| Exercise brief |
When you reach the line containing "of the woman's" in the data below, begin returning lines exactly as written, and stop once the line containing "Query: dark patterned tie" has been returned.

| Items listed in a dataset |
++++++
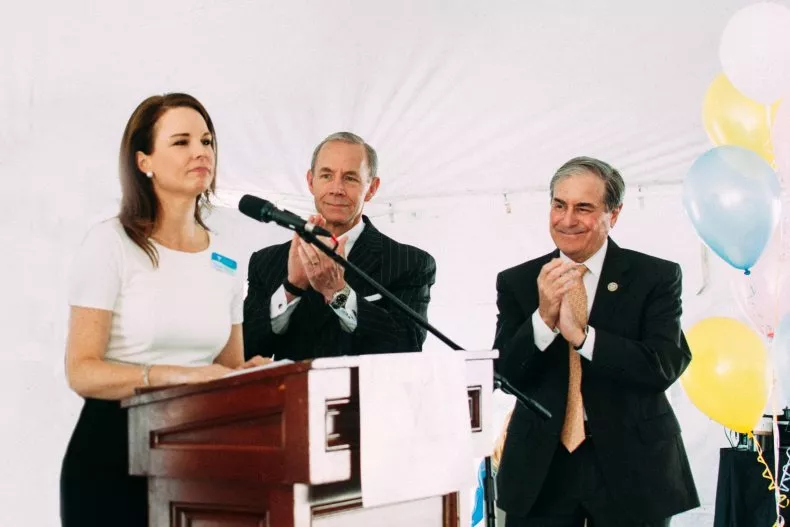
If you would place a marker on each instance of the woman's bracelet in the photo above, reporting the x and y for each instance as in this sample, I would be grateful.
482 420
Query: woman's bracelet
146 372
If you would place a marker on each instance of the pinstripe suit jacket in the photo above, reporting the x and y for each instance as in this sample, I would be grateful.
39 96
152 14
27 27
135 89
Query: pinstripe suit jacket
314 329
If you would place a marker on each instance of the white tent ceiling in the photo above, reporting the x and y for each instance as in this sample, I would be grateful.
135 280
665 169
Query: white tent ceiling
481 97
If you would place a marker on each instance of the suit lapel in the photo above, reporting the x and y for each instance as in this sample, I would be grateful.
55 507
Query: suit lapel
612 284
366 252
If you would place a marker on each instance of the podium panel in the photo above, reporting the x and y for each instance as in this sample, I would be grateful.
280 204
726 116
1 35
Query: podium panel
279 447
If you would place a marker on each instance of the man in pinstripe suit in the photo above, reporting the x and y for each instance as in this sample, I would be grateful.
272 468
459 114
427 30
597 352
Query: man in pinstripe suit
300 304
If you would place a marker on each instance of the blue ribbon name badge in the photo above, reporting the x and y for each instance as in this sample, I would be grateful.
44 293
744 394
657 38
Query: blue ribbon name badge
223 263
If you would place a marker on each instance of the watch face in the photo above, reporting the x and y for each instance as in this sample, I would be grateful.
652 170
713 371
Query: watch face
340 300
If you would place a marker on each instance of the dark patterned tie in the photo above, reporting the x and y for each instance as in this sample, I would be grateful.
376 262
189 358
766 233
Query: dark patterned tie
++++++
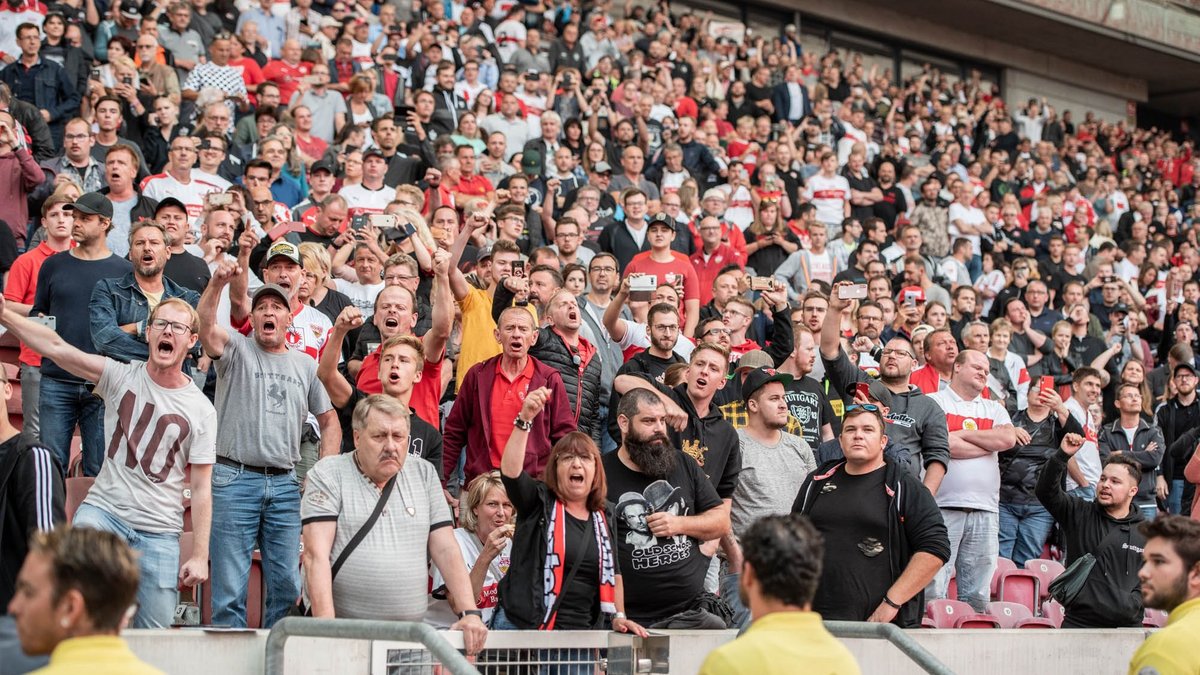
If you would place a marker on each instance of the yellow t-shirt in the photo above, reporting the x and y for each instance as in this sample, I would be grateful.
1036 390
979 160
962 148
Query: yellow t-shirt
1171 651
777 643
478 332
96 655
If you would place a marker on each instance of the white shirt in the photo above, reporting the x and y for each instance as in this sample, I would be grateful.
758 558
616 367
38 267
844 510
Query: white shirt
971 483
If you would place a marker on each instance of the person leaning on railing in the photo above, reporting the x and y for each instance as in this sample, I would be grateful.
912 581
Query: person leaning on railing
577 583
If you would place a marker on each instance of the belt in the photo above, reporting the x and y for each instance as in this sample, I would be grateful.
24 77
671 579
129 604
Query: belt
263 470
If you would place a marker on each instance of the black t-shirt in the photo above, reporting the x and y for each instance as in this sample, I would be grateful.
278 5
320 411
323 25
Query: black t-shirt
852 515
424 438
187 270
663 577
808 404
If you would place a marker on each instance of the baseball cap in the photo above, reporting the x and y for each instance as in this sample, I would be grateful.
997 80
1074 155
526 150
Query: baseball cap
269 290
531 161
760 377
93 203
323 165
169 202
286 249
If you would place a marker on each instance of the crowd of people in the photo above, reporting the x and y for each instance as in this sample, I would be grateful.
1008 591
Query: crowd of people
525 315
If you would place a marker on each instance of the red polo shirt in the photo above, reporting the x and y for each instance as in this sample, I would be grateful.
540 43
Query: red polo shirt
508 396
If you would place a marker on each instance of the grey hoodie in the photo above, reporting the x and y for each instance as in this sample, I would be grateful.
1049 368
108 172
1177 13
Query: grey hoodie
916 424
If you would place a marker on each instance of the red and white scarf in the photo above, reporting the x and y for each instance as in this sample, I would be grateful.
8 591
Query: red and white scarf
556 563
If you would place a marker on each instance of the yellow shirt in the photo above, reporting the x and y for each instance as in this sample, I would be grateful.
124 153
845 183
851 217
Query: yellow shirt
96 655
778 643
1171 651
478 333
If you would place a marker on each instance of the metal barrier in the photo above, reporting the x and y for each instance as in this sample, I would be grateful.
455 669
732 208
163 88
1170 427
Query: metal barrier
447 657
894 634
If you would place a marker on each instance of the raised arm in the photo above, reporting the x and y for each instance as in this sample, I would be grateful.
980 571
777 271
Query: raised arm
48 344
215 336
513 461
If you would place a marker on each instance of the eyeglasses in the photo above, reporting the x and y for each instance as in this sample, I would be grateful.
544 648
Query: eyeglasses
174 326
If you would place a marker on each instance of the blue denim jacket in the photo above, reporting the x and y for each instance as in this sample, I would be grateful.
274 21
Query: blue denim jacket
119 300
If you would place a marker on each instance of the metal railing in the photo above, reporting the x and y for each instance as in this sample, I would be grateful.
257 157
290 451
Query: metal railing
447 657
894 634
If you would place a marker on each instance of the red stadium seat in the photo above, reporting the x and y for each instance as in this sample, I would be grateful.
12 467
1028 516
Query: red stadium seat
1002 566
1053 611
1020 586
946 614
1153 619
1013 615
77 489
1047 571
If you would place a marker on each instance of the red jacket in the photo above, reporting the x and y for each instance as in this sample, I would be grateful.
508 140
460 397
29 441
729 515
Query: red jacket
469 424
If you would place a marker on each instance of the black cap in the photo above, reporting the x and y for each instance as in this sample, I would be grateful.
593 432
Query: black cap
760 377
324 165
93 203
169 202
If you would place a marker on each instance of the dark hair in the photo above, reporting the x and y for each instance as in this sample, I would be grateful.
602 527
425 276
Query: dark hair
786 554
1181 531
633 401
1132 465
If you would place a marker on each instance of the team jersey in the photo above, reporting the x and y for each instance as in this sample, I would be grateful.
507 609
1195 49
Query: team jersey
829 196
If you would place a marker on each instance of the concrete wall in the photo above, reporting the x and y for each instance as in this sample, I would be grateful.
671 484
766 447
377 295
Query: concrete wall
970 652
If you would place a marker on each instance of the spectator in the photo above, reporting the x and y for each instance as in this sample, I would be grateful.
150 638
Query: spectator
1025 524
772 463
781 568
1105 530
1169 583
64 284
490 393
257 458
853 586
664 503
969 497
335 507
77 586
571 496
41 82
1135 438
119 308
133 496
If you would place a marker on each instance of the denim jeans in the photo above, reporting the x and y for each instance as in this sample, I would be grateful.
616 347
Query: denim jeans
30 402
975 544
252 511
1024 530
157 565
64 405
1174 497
++++++
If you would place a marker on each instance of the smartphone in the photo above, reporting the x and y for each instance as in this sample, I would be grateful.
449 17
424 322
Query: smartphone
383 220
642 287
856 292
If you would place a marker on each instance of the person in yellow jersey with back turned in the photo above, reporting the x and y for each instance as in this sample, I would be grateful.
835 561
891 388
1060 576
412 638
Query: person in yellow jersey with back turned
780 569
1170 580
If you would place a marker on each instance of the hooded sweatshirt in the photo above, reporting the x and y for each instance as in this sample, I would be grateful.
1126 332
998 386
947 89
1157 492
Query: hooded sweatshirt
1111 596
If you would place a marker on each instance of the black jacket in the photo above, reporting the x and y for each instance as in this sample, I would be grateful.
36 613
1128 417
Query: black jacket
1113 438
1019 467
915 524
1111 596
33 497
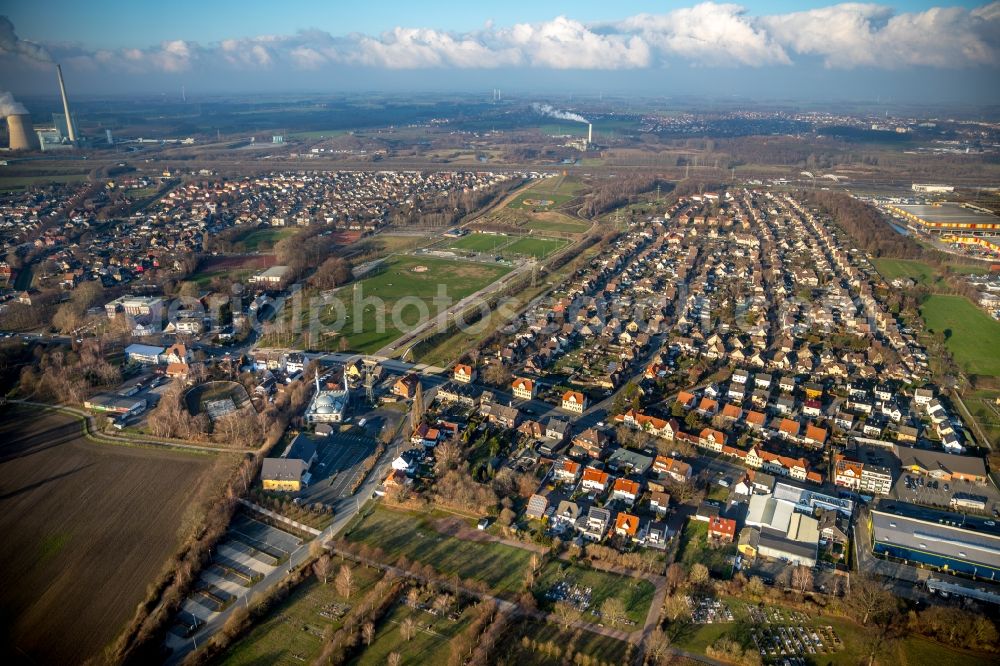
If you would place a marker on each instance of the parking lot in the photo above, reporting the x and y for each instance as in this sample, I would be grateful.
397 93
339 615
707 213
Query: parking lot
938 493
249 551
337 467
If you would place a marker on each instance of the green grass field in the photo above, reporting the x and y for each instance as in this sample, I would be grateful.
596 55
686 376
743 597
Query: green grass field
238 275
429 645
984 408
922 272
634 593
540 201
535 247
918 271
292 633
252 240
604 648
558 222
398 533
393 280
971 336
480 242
++++++
| Task output |
If you would place a marker on each instance of the woman's bracelet in the photo above, reporting the x and y for each instance as in this sample, I would be grateful.
482 420
Query: woman's bracelet
146 372
If you would place a marker on each instance of the pinstripe suit jacket in the photo above, reporting the x and y for each instance as in this sample, I would be grateful.
39 96
152 14
27 27
135 89
Query: pinstripe suit jacket
314 329
If you would place a marker on each instance of the white tent ceiling in the photo above, reporting the x and y for each instance as in this sample, I would be grateful.
135 280
665 169
Query: white tent ceiling
481 97
If you would place a marker on each instance of the suit lapel in the photo above, reporting the x and y for each instance as in this sample, I would be grateful.
55 507
Query: suit lapel
612 284
366 252
If you would place a marker on each instance of the podium panel in the photo above, reporting the x and y for each instance as in this sample, I would be grateful.
280 204
726 116
1 35
Query: podium panel
279 447
If you would place a marker on each instance of the man in pinstripe suit in the photo above, reporting the x and y for each instance as in this sample, I would be grateful.
272 468
459 114
427 30
597 352
Query: man in pinstripe suit
300 304
If you would place a marker on each instance of the blue ribbon name badge in the photo above, reporting the x and y for each instance as in this sample, I would be grateful.
44 293
744 394
657 38
Query: blue ribbon name badge
223 263
If you would place a marker on each instance of the watch face in the photo above, reporting the x and y for each instance as in this sample, I would be grateful.
652 170
713 371
Query: watch face
340 300
If you would place a marker on each instance of the dark patterned tie in the photo above, reporting the x and y for each instance as in this sample, I would be grateful.
376 262
189 358
766 233
Query: dark patterned tie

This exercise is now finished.